Görev girdisi
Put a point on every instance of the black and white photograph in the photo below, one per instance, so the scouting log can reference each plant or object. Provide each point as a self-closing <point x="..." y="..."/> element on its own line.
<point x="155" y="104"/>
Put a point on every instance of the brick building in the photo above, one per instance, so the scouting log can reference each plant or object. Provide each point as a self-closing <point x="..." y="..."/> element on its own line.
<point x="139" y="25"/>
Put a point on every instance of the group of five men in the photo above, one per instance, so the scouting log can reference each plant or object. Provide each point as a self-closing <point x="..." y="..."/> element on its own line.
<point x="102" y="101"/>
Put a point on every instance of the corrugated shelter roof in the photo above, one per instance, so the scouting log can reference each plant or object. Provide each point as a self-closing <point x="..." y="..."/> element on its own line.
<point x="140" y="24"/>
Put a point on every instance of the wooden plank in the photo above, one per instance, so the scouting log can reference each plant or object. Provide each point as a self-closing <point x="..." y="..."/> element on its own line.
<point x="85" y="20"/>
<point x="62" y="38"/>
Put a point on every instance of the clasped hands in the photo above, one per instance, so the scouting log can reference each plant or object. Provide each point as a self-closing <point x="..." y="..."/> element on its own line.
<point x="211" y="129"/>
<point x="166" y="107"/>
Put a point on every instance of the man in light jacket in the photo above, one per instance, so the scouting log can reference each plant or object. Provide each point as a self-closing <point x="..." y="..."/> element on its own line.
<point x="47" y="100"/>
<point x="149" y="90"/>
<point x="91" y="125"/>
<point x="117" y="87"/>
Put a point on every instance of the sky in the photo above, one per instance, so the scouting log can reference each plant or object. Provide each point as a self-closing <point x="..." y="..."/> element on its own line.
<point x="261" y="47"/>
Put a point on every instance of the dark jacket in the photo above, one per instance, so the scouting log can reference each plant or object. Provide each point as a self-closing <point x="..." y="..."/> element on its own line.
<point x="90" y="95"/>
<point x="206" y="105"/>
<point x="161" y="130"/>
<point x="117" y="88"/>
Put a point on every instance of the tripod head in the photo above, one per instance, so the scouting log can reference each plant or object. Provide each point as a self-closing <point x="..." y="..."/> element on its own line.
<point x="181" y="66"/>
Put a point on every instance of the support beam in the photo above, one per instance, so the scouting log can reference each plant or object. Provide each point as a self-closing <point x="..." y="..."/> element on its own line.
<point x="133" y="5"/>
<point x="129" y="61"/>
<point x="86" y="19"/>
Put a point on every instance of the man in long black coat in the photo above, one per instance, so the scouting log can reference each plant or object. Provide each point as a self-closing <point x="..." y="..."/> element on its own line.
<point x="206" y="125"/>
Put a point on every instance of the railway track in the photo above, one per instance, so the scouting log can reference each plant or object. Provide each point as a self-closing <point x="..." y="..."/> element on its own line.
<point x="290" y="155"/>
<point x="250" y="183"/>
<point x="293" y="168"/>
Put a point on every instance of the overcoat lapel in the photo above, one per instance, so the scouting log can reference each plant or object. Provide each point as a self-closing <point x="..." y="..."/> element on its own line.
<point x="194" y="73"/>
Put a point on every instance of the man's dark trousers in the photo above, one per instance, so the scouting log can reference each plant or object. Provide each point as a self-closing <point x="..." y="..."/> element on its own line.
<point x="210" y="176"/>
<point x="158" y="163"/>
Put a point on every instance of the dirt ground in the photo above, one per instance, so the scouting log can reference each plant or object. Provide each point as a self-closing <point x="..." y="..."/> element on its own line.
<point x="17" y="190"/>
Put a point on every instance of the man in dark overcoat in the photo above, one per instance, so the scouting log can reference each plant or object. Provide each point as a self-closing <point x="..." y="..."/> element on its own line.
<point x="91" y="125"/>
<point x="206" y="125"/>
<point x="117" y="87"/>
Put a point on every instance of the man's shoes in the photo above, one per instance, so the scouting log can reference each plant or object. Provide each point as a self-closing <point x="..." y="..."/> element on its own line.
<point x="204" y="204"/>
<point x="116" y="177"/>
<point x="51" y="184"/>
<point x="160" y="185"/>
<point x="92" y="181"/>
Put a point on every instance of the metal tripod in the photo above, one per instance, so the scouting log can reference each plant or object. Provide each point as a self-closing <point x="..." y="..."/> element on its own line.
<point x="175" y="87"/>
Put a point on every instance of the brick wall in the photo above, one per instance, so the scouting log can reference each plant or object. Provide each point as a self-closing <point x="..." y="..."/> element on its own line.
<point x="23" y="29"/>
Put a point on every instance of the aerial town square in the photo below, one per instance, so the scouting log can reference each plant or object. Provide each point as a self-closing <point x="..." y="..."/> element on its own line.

İstenen
Yukarıdaki materyalin tamamını, boş satırları dışarıda bırakarak numaralı bir liste hâlinde ifade edin.

Tamamlanmış alıştırma
1. Put a point on every instance of the black and white photograph in the photo below, one per instance, so the scouting log can reference each plant or object. Provide each point as a self-closing <point x="..." y="..."/> element on its own line.
2. <point x="155" y="104"/>
3. Put a point on every instance of the brick building in the photo above, one per instance, so the scouting log can reference each plant or object. Provide each point as a self-closing <point x="..." y="..."/> element on its own line.
4. <point x="139" y="25"/>
5. Put a point on every instance of the group of five men in the photo above, one per instance, so the scouting log can reference each plant or object. Provide each point as a self-closing <point x="..." y="..."/> element on its own line.
6. <point x="102" y="101"/>
7. Put a point on every instance of the corrugated shelter roof in the photo above, one per instance, so the scouting log can reference each plant or object. Provide each point as a self-closing <point x="..." y="..."/> element on its own line.
8. <point x="140" y="24"/>
9. Put a point on every instance of the wooden plank in the photo above, one per instance, so the scouting log can reference each plant or object. Provide each point as a self-closing <point x="..." y="..."/> element on its own line.
10. <point x="85" y="20"/>
11. <point x="62" y="38"/>
12. Put a point on every instance of the clasped hands in the photo above, one per instance, so the scouting log can reference each plant or object. Provide each point as a self-closing <point x="..." y="..."/> element on its own line.
13. <point x="211" y="129"/>
14. <point x="166" y="107"/>
15. Put a point on every instance of the man in light jacket in the photo above, one per instance, so the scouting log can reference each plant or object. Provide each point as a self-closing <point x="..." y="..."/> element on its own line.
16. <point x="47" y="100"/>
17. <point x="149" y="90"/>
18. <point x="91" y="125"/>
19. <point x="117" y="87"/>
20. Put a point on every instance of the sky in the photo above, one per instance, so the scouting log can reference each plant or object. Provide each point as a self-closing <point x="..." y="..."/> element on its own line.
21. <point x="261" y="47"/>
22. Put a point on every instance of the dark jacket in the photo above, one per instance, so the scouting log can reference each plant or object. Provide each point as a self-closing <point x="..." y="..."/> element on its own line.
23. <point x="90" y="95"/>
24. <point x="206" y="105"/>
25. <point x="161" y="130"/>
26. <point x="117" y="88"/>
27. Put a point on every instance of the tripod head in the photo above, one per instance, so the scouting log can reference each plant or object. Provide each point as a self-closing <point x="..." y="..."/> element on its own line.
28. <point x="181" y="66"/>
29. Put a point on every instance of the support beam in the photo above, one per instance, so the scouting log can reference each plant or object. Provide each point as a self-closing <point x="..." y="..."/> element on its own line.
30. <point x="133" y="5"/>
31. <point x="129" y="61"/>
32. <point x="86" y="19"/>
33. Put a point on every instance of the man in long black coat in the photo above, one per instance, so the scouting log can reference each plant or object. Provide each point as a self-closing <point x="..." y="..."/> element on its own line.
34. <point x="206" y="125"/>
35. Put a point on every instance of the railway track in the photo above, one per instance, so the scouting log can reference each plant or object. Provide each point as a self-closing <point x="..." y="..."/> element on its own line.
36. <point x="290" y="155"/>
37. <point x="250" y="183"/>
38. <point x="293" y="168"/>
39. Put a point on every instance of the overcoat lapel in the photo above, one per instance, so the scouting log can reference each plant or object. Provide each point as a self-closing <point x="..." y="..."/> element on its own line.
40. <point x="194" y="73"/>
41. Put a point on every instance of the man's dark trousers in the photo above, one per instance, so the scouting log can reference each plant or object. Provide each point as a self-closing <point x="..." y="..."/> element on its own line.
42. <point x="210" y="176"/>
43. <point x="158" y="163"/>
44. Put a point on every instance of the dirt ground in the photo above, one per instance, so the scouting log can reference each plant or object. Provide each point as a self-closing <point x="..." y="..."/> element on its own line.
45. <point x="17" y="190"/>
46. Put a point on every instance of the man in dark overcoat in the photo above, one per instance, so the scouting log can reference each plant or object. Provide each point as a self-closing <point x="..." y="..."/> element on its own line.
47. <point x="91" y="125"/>
48. <point x="206" y="125"/>
49. <point x="117" y="87"/>
50. Put a point on every instance of the man's shoes in the photo above, one per instance, so the scouting log can reference each plant or object. Provide each point as a self-closing <point x="..." y="..."/> element on its own line.
51. <point x="204" y="204"/>
52. <point x="116" y="177"/>
53. <point x="51" y="184"/>
54. <point x="160" y="185"/>
55. <point x="92" y="181"/>
56. Put a point on every instance of the metal tripod in the photo above, one per instance, so the scouting log can reference each plant or object. Provide each point as a self-closing <point x="..." y="..."/> element on its own line.
57. <point x="175" y="87"/>
58. Put a point on every instance of the brick wall in the photo above, one per instance, so the scouting log can reference each plant or object. Provide each point as a self-closing <point x="..." y="..."/> element on its own line.
59. <point x="23" y="29"/>
60. Put a point on every instance of the aerial town square in the photo below, one per instance, so the scouting log can reference each plant or object. Provide each point as a self-closing <point x="..." y="..."/> element on its own line.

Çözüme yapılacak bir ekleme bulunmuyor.